| Text section |
-- Opening Marker --
- Country: United States
- Language: English
- Genre: Short story

Publication
- Published in: Epoch
- Media type: Print
- Publication date: Fall 1966

= Where Are You Going, Where Have You Been? =

Short story by Joyce Carol Oates

"Where Are You Going, Where Have You Been?" is a frequently anthologized short story written by Joyce Carol Oates. The story first appeared in the Fall 1966 edition of Epoch magazine. It was inspired by three Tucson, Arizona, murders committed by Charles Schmid, which were profiled in Life magazine in an article written by Don Moser on March 4, 1966. Oates said that she dedicated the story to Bob Dylan because she was inspired to write it after listening to his song "It's All Over Now, Baby Blue". The story was originally named "Death and the Maiden".

== Plot ==
Connie is an attractive, self-conscious 15-year-old girl. She has a strained relationship with her mother, who is jealous of her youth and beauty. Her mother constantly compares her to her sister, who is plain and hard-working. Her father is fairly distant and busy with work.
-- Closing Marker --
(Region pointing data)
-- Opening Marker --
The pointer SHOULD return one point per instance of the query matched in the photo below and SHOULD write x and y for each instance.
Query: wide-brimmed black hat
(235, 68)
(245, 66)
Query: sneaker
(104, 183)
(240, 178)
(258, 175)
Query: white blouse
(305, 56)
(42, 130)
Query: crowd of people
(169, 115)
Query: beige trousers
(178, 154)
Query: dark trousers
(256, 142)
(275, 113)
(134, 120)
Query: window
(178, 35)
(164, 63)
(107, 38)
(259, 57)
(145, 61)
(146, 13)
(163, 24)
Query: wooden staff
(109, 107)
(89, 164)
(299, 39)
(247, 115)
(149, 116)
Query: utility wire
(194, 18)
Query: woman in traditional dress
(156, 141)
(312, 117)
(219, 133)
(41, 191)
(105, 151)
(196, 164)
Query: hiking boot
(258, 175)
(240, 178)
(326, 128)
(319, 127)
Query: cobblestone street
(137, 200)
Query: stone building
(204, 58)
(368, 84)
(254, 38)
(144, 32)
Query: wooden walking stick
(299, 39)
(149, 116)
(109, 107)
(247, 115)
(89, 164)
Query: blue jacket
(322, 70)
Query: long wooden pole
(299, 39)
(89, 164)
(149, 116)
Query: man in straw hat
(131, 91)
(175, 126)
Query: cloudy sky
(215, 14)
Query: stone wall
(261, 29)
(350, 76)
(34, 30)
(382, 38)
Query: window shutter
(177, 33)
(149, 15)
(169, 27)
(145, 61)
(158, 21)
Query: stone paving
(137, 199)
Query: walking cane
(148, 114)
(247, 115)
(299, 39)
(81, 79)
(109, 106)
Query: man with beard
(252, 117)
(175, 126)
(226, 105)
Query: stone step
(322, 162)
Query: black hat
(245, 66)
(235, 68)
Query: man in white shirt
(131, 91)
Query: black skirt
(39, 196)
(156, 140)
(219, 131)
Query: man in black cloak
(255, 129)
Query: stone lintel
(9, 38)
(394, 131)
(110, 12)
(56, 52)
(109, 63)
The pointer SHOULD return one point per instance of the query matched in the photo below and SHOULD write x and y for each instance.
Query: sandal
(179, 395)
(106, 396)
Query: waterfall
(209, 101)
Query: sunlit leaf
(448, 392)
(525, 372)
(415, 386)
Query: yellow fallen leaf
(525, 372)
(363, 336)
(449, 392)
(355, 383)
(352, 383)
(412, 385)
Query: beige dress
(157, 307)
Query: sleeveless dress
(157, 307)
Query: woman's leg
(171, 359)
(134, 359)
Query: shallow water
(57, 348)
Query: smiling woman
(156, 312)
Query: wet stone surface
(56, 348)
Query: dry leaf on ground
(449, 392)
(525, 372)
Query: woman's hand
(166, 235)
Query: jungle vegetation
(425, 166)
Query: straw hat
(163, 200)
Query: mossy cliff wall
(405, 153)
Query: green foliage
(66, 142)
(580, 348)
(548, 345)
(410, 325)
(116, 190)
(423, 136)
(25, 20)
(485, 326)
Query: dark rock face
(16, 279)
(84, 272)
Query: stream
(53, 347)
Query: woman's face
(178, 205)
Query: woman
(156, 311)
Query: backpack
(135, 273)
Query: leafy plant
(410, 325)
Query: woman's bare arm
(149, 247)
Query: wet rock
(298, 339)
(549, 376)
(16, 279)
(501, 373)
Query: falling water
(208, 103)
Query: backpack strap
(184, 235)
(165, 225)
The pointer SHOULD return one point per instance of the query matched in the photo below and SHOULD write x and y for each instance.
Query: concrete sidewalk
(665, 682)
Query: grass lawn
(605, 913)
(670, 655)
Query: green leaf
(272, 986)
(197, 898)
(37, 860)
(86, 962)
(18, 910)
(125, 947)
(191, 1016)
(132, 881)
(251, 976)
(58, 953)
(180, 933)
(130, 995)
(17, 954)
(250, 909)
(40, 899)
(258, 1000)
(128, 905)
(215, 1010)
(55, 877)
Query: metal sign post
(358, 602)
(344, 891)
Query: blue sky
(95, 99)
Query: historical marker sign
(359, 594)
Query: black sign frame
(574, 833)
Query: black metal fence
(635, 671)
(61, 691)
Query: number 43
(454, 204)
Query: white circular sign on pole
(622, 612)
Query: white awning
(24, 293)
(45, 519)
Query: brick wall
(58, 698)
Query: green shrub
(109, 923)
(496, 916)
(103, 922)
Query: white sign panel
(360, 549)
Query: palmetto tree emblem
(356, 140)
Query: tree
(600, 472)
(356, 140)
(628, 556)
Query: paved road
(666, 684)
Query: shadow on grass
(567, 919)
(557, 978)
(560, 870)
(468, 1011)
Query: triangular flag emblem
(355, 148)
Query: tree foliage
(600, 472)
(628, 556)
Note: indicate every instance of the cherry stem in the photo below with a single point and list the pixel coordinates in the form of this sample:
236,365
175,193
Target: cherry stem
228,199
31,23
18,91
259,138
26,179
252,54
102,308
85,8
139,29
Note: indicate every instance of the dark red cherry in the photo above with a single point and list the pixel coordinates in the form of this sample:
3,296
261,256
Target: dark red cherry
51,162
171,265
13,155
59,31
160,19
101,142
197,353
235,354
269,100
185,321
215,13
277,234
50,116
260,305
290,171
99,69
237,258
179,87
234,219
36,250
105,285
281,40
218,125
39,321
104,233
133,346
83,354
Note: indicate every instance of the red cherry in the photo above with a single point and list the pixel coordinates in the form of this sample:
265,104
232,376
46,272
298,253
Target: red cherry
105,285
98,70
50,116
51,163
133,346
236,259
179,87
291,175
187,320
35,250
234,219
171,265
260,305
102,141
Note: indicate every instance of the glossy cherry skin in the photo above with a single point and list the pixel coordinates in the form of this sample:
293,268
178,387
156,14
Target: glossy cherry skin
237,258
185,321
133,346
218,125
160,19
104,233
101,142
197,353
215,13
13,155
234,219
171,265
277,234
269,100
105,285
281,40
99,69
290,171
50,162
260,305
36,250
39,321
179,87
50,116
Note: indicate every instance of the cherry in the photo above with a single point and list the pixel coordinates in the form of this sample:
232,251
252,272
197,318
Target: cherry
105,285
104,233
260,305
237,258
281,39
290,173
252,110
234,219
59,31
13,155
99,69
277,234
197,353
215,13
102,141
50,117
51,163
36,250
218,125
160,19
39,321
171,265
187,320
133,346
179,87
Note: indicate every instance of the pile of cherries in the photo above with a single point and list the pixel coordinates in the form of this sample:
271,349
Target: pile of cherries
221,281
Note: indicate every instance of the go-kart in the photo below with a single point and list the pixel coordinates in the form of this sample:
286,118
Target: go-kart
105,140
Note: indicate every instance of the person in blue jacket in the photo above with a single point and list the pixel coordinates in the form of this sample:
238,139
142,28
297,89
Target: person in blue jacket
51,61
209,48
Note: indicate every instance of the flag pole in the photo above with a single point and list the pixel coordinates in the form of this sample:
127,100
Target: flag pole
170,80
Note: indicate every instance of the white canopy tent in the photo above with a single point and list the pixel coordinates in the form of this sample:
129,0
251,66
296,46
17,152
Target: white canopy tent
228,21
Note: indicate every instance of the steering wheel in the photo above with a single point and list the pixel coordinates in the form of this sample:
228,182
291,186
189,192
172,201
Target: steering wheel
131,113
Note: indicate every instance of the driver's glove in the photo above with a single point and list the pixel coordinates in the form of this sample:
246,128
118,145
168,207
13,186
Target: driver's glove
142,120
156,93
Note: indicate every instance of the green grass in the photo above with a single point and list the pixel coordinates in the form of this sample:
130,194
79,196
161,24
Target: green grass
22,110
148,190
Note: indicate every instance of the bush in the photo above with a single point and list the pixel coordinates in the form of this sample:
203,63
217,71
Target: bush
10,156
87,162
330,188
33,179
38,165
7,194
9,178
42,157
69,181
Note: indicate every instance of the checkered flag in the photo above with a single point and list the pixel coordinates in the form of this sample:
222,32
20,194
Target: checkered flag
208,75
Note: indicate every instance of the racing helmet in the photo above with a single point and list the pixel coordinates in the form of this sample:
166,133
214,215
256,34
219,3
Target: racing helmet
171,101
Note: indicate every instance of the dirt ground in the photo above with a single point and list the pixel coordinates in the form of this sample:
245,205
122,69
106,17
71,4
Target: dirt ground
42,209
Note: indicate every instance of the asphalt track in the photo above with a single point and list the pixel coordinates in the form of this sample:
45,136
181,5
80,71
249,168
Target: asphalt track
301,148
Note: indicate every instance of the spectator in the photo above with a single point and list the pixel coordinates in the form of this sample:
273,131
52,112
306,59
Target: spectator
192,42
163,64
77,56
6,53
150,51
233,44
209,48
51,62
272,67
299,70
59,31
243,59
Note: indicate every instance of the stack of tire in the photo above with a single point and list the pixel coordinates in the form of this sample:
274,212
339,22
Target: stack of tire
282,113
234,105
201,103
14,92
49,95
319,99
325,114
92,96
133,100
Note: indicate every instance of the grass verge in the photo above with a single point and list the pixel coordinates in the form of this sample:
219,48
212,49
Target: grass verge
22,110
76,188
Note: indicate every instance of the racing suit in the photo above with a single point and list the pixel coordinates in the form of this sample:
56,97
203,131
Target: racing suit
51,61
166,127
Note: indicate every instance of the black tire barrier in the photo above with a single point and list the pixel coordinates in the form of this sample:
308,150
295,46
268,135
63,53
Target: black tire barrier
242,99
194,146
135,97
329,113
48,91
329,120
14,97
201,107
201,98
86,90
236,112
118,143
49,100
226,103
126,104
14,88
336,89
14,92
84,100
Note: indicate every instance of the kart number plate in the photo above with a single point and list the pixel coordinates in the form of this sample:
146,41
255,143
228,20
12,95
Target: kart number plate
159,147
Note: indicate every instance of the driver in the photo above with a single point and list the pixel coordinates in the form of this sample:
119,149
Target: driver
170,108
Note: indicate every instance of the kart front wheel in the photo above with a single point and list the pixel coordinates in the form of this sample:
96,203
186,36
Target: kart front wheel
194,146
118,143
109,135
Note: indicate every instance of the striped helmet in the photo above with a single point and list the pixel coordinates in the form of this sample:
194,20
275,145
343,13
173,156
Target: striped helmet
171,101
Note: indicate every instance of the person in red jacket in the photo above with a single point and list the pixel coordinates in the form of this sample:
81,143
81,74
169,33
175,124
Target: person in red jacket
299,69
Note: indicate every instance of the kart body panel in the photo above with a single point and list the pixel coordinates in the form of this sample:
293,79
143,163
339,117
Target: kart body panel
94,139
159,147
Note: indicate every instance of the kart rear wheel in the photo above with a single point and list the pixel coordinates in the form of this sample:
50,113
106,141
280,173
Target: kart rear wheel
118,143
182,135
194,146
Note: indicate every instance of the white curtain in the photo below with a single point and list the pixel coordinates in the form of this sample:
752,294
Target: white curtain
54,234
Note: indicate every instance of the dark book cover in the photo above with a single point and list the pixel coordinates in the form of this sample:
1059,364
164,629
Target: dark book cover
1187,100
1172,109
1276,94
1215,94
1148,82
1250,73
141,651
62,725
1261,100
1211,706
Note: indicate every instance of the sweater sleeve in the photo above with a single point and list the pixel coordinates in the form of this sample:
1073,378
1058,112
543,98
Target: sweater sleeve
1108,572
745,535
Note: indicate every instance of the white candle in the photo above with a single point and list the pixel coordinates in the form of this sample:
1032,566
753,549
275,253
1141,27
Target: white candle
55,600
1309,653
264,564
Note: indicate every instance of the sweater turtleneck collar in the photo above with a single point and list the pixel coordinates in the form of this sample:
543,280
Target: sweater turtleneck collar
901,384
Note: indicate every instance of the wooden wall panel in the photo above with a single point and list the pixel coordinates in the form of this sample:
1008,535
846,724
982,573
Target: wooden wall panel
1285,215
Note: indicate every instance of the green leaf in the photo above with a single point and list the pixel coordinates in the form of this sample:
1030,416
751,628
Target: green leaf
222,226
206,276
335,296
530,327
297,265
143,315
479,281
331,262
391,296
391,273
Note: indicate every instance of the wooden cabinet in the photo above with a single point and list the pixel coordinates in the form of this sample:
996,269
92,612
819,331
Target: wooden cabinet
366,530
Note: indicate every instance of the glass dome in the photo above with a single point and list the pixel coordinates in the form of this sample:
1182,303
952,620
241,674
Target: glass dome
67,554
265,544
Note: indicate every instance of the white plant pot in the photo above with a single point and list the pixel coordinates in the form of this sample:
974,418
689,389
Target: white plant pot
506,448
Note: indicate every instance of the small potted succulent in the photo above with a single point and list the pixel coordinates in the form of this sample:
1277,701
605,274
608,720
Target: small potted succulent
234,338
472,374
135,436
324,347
-- Closing Marker --
| Required action 1 |
Answer these questions from the article on the short story:
(a) In which magazine and edition did the story first appear?
(b) What was the story's original title?
(c) How old is Connie?
| Required action 2 |
Drawing on the article on the short story, explain in one to three sentences why Oates dedicated the story to Bob Dylan.

| Expected answer 1 |
(a) The Fall 1966 edition of Epoch magazine.
(b) "Death and the Maiden".
(c) She is 15 years old.

| Expected answer 2 |
Oates dedicated the story to Bob Dylan because listening to his song "It's All Over Now, Baby Blue" inspired her to write it.